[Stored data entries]

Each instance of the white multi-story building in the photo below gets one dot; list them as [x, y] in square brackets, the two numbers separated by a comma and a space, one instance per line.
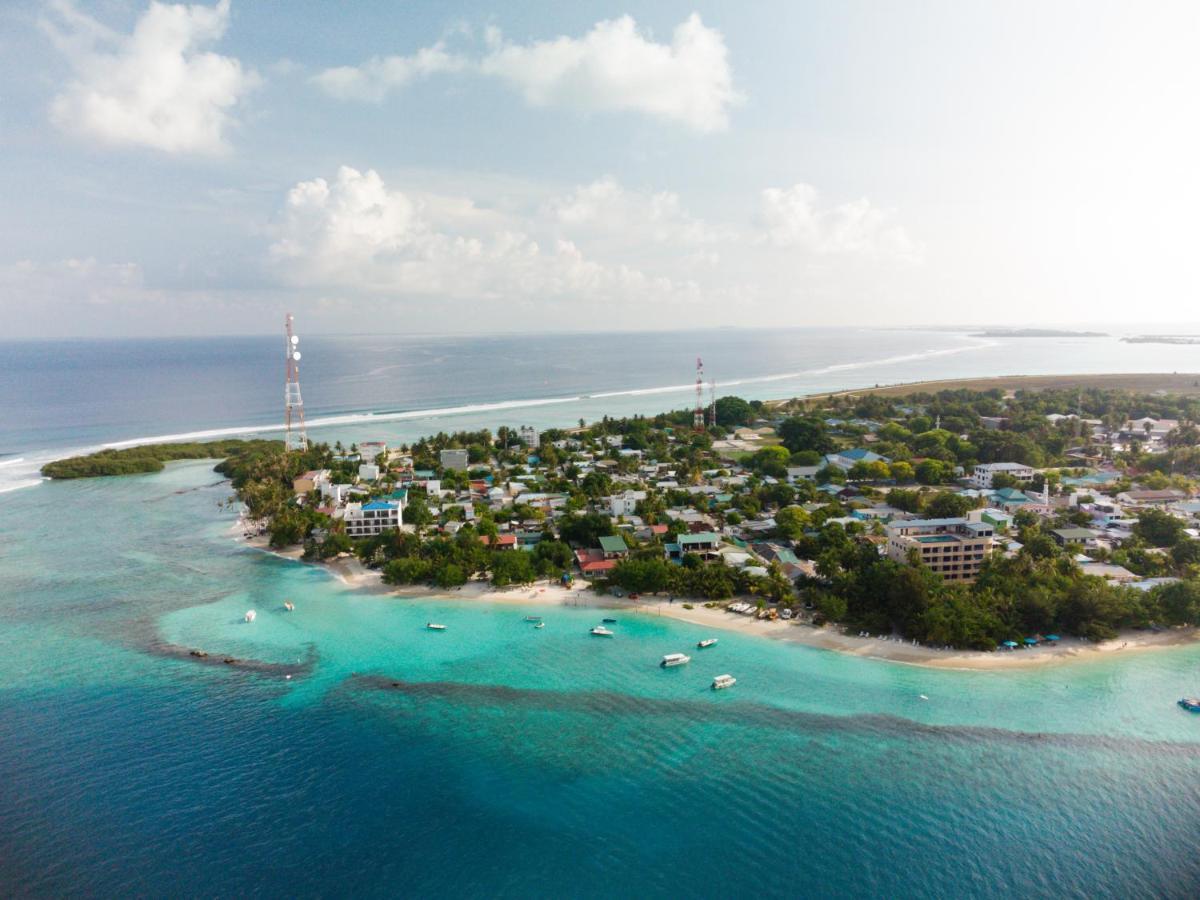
[983, 474]
[625, 504]
[952, 547]
[455, 460]
[366, 520]
[529, 437]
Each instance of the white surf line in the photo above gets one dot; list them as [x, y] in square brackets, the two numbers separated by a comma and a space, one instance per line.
[34, 466]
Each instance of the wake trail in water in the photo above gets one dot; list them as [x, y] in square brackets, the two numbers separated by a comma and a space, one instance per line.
[25, 472]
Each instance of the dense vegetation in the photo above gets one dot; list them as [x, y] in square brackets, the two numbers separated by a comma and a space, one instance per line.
[150, 457]
[929, 439]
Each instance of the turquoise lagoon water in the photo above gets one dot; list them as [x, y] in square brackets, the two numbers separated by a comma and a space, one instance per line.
[497, 760]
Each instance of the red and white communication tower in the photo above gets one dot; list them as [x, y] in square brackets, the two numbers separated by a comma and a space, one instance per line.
[293, 406]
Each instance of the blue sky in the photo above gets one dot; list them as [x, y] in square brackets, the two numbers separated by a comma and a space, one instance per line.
[463, 167]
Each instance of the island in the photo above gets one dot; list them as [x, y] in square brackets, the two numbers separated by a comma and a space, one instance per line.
[150, 457]
[959, 519]
[1036, 333]
[1183, 340]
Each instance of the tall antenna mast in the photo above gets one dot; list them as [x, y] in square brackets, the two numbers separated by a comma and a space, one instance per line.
[293, 406]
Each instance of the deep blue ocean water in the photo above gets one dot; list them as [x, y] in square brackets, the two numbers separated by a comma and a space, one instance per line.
[493, 760]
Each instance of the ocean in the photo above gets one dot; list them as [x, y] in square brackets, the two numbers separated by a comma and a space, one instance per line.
[496, 760]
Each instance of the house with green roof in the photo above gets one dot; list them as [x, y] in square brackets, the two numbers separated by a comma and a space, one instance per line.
[613, 546]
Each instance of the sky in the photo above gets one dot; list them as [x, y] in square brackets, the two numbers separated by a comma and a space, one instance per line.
[466, 167]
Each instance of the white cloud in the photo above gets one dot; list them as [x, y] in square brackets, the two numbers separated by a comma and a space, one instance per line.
[153, 88]
[612, 67]
[70, 281]
[357, 234]
[376, 78]
[616, 67]
[793, 219]
[605, 205]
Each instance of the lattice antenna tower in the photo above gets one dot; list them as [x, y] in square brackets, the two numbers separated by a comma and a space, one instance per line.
[295, 437]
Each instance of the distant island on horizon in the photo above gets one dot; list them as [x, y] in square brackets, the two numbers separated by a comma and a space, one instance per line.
[1036, 333]
[1163, 339]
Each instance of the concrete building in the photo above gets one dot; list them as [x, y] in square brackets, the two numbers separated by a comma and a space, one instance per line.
[985, 472]
[625, 504]
[311, 480]
[529, 437]
[455, 460]
[613, 546]
[952, 547]
[366, 520]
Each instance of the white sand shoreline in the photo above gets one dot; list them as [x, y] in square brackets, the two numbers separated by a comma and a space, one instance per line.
[353, 574]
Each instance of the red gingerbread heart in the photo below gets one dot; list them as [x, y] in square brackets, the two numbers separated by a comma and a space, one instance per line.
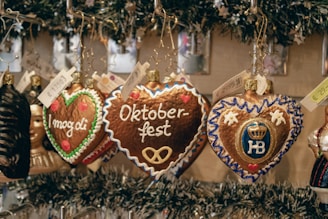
[160, 128]
[74, 124]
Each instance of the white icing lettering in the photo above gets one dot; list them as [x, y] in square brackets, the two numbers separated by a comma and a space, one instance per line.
[70, 126]
[147, 114]
[259, 147]
[148, 130]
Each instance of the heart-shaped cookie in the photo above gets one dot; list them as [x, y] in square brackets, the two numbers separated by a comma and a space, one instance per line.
[157, 125]
[250, 135]
[74, 124]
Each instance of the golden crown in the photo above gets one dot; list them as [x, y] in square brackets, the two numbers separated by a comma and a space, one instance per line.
[257, 132]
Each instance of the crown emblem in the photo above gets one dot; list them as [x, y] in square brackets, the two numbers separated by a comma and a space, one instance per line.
[256, 131]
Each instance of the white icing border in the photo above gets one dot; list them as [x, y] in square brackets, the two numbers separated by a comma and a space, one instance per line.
[91, 136]
[284, 148]
[153, 94]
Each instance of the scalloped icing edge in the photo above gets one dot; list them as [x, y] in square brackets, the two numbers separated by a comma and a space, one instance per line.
[76, 153]
[295, 118]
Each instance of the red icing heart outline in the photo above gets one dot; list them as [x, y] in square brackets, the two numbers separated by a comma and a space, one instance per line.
[253, 167]
[251, 111]
[185, 98]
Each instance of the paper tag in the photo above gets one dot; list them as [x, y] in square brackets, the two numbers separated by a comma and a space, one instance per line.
[232, 86]
[56, 86]
[107, 82]
[178, 77]
[316, 96]
[136, 76]
[95, 165]
[25, 81]
[262, 84]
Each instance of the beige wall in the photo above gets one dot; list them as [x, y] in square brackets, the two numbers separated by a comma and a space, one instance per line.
[229, 57]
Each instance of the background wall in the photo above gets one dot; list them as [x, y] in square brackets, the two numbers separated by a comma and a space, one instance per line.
[228, 58]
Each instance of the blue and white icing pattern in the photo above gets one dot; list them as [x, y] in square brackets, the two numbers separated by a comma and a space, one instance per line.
[291, 107]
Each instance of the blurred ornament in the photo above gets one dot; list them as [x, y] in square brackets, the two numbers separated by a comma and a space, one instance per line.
[15, 143]
[42, 160]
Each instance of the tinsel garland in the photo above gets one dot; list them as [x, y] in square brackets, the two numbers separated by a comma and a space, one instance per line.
[180, 198]
[288, 21]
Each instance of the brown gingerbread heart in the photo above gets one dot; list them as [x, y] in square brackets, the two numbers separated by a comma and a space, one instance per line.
[157, 125]
[250, 133]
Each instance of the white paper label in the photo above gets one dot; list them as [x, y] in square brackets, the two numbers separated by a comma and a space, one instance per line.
[231, 86]
[317, 96]
[25, 81]
[106, 83]
[56, 86]
[262, 84]
[136, 76]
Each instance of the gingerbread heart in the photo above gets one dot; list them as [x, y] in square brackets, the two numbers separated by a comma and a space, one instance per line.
[157, 125]
[251, 135]
[74, 124]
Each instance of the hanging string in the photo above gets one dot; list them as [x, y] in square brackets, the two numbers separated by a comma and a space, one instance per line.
[259, 42]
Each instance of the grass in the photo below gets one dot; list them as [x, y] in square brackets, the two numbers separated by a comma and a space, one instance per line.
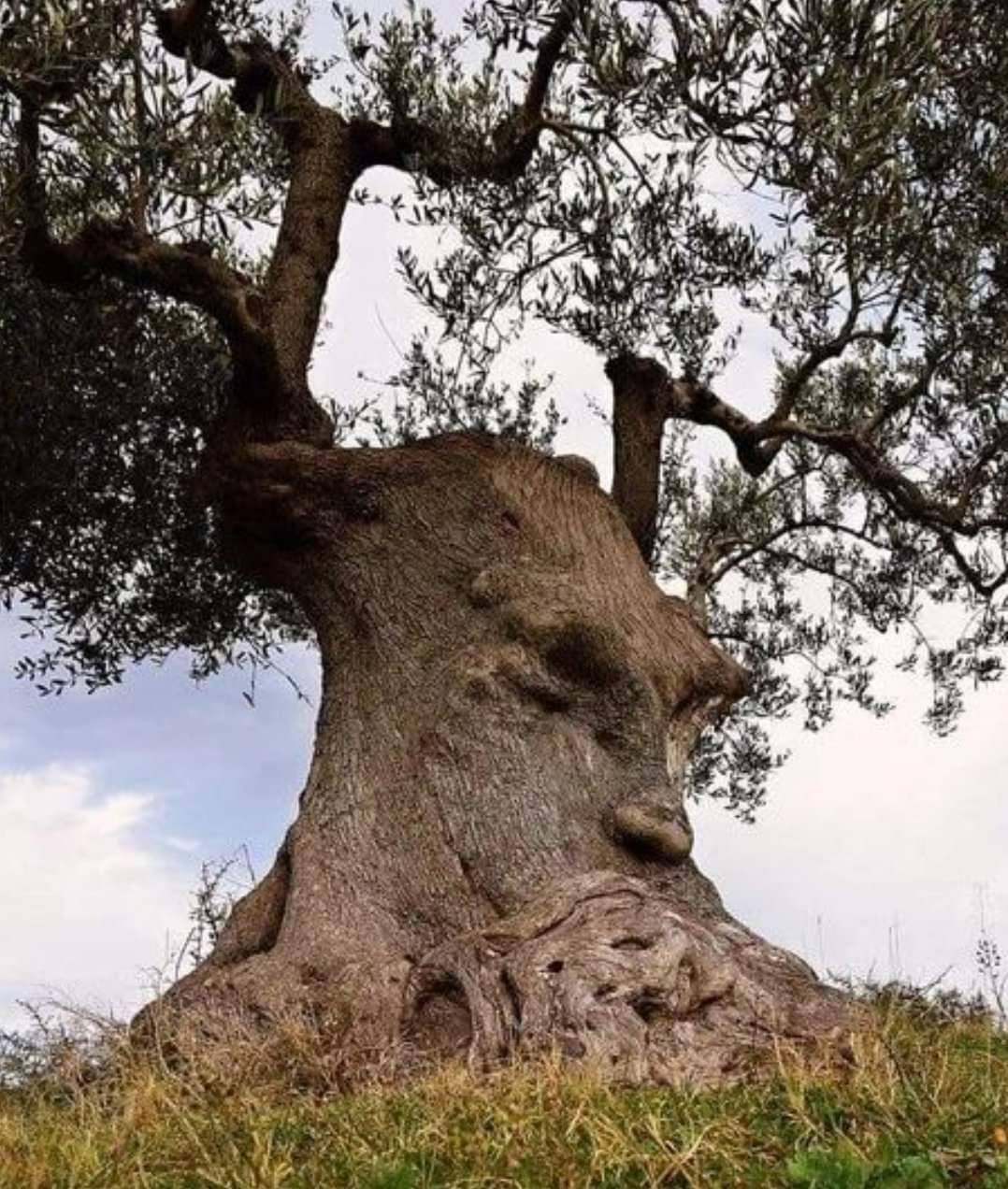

— Exercise aim —
Please write out all the entries above exactly, but leave out the pictures.

— Answer space —
Each instance of the white multi-story building in the photo below gets one dot; list them as [x, y] in square brackets, the two numbers separated by a comma and a space, one instance per line.
[983, 474]
[625, 504]
[952, 547]
[455, 460]
[366, 520]
[529, 437]
Each instance of the white surf line in the photo above gets one dot; list them as [x, y] in square brackets, the two numbers separated by a comma and a space, one instance per line.
[34, 466]
Each instance of the wake trail in water in the photo above gets one dot; list them as [x, y] in square brackets, the two numbers separated by a comma and a space, one instance per line.
[25, 472]
Each instance of the dense vegetation in the photo above gets one dot; list them as [x, y] in square brackets, the two numbers separated by a comma and a space, one instance per line.
[150, 457]
[929, 439]
Each instance of the turquoise lagoon water in the photo above gets one dot; list them as [x, y] in square brackets, the two numbers separated by a comma and a space, one instance per line.
[497, 760]
Each instance of the red and white communication tower in the photo above gets one dot; list them as [x, y] in square brackets, the two numbers separated by a comma and a space, one instance per line.
[293, 406]
Each instance of the blue sky in the photo above gets one dot; list them as [x, y] in square brackets, the two numbers separated by a comma and a space, one instance per line.
[463, 167]
Each instance of the island in the photo above gets one dot; list them as [x, y] in square brackets, the two numbers separated by a comma and a space, one instance per line.
[150, 457]
[959, 519]
[1036, 333]
[1183, 340]
Each instance of the tall antenna mast in the photo above gets one dot; list them as [x, y] in square brackets, the two numbers separated by a comma and a space, one instance per line.
[293, 406]
Each instance of the deep blue ocean water in the photo above gets one dot; list them as [x, y] in square brackets, the two numbers separated by a comma and a space, one instance per line.
[493, 760]
Each instance of the ocean in the photo above gets one dot; list them as [x, y] in square brackets, the two numbers separated by a comma and a space, one instance per line.
[496, 760]
Each instance of the house with green roof in the photo above gets one dot; list them as [x, y] in square brackets, the two numbers separated by a comma and a space, one instance per line.
[613, 546]
Each instance of the sky in the photo above gets one dot; list them as [x, y] in square brackets, the two numbers separated by a comma and a space, one instance per line.
[466, 167]
Each instance of the white cloud in the photo above gets one dot; list them as [x, y] in square brackets, the two numbers separated by a comma and a space, one instance per line.
[153, 88]
[612, 67]
[70, 281]
[357, 234]
[376, 78]
[616, 67]
[793, 219]
[605, 205]
Each instance of the lattice antenna tower in the photo above gets one dot; list them as [x, y] in square brackets, the two numbers separated by a comma and a space, one instance per line.
[295, 437]
Each instance of the distant island on horizon in the photo above gets one dot; list them as [x, y] in square brackets, the two numbers separated by a comma and a space, one instance per line.
[1036, 333]
[1163, 339]
Each instance of the concrete building in the photo above gets one dot; list them as [x, y] in square brackets, the two numbers separated by a comma and a space, one instance per line.
[985, 472]
[625, 504]
[311, 480]
[529, 437]
[455, 460]
[613, 546]
[952, 547]
[366, 520]
Each instance of the white sand shoreline in the photo above gets one dot; list them as [x, y] in square brackets, the two numbers separated by a comma and a space, one instance per line.
[353, 574]
Each instance of the red gingerbread heart in the photo below gets one dot; list them as [x, y] in square brackets, the two numbers separated by a comma and a space, one instance per line.
[160, 128]
[74, 124]
Each instance of the white icing lettering in the photo above gets one dot; list them as [x, y] in square brackets, the two numbers separated by a comma and a space, one instance per line.
[70, 126]
[147, 114]
[259, 147]
[148, 130]
Each instance of the heart-shaped cookie in the photo above gets one dot; list them as [x, y] in square brackets, the two numbers separated by a comma and a space, one instance per line.
[157, 125]
[250, 135]
[74, 124]
Each instance of the golden crown in the photo above gets one dot; list them as [x, y] in square brackets, the two numbers separated by a comma and a space, one instance per line.
[257, 132]
Each instance of the crown emblem in the photo above gets one dot; list them as [x, y] in square brackets, the two numbers separated by a comma and a space, one instance per line.
[256, 131]
Each instance of the white icing border in the photo above gets one dot; list them as [x, y] in square brackets, the two numbers separated by a comma and a space, one instance per line.
[91, 136]
[284, 148]
[153, 94]
Each instance of the scalloped icing edge in the photo above gets one dot; list them as [x, y] in square brackets, the two numbers separated by a comma and a space, one instance per line.
[76, 153]
[295, 118]
Each instance of the red icing heart outline in the photo above gets one dot; list them as [x, y] in square brackets, the two numbers separated by a comma and a space, one instance per line.
[253, 167]
[251, 111]
[185, 98]
Each instance of the paper tag in the photo above gets one dot; list them as [x, y] in square brackets, the two numbers separated by a comma and a space, one instance per line.
[232, 86]
[56, 86]
[107, 82]
[178, 77]
[316, 96]
[136, 76]
[95, 165]
[25, 81]
[262, 84]
Each instance of the beige wall in the photo above gets one dot; list them as [x, y] in square brackets, the two numbers separated by a comma and a space, one instance per line.
[229, 57]
Each instance of the background wall in the photo above gets one dot; list them as [x, y] in square brackets, the two numbers separated by a comma and a space, one instance per line.
[228, 58]
Each instance of the blue and white icing pattern in the photo above gets one dot; list them as [x, y] in square brackets, the two numbers separated by a comma and a space, one instance per line.
[291, 107]
Each instance of the blurred ornament in the photo above gets one dot; list them as [x, y] in square brackets, the two numbers separated by a comma and a space, one instance per line.
[15, 143]
[42, 160]
Each instance of the tinsel garland in the photo above gets one dot; list them as [x, y] in square brackets, the two numbers separated by a comma and a space, one instance per line.
[180, 198]
[288, 21]
Each instance of the brown gingerbread heart in the photo above gets one dot; list them as [x, y] in square brackets, the two numbers separated by a comma and a space, one instance per line.
[157, 125]
[250, 133]
Each instance of the white paper label in the photo above gets one dot; list them as [x, y] in square brackets, the two numbers separated by a comma and a space, one instance per line.
[231, 86]
[317, 96]
[25, 81]
[106, 83]
[56, 86]
[262, 84]
[136, 76]
Each instance of the gingerbread heart in the photo above gets one dot; list them as [x, y] in square brackets, the two numbers separated by a comma and a space, one instance per line.
[157, 125]
[251, 135]
[74, 124]
Each instance of the hanging string in the photo above gets one dot; list them as [x, y] in square brackets, the two numbers separated by a comma and a space, one instance per line.
[259, 42]
Each instance of the grass in the photo below gets one dot; list them as [x, y] in square brackets, the two numbers separated by a comma and a space, one instance per line.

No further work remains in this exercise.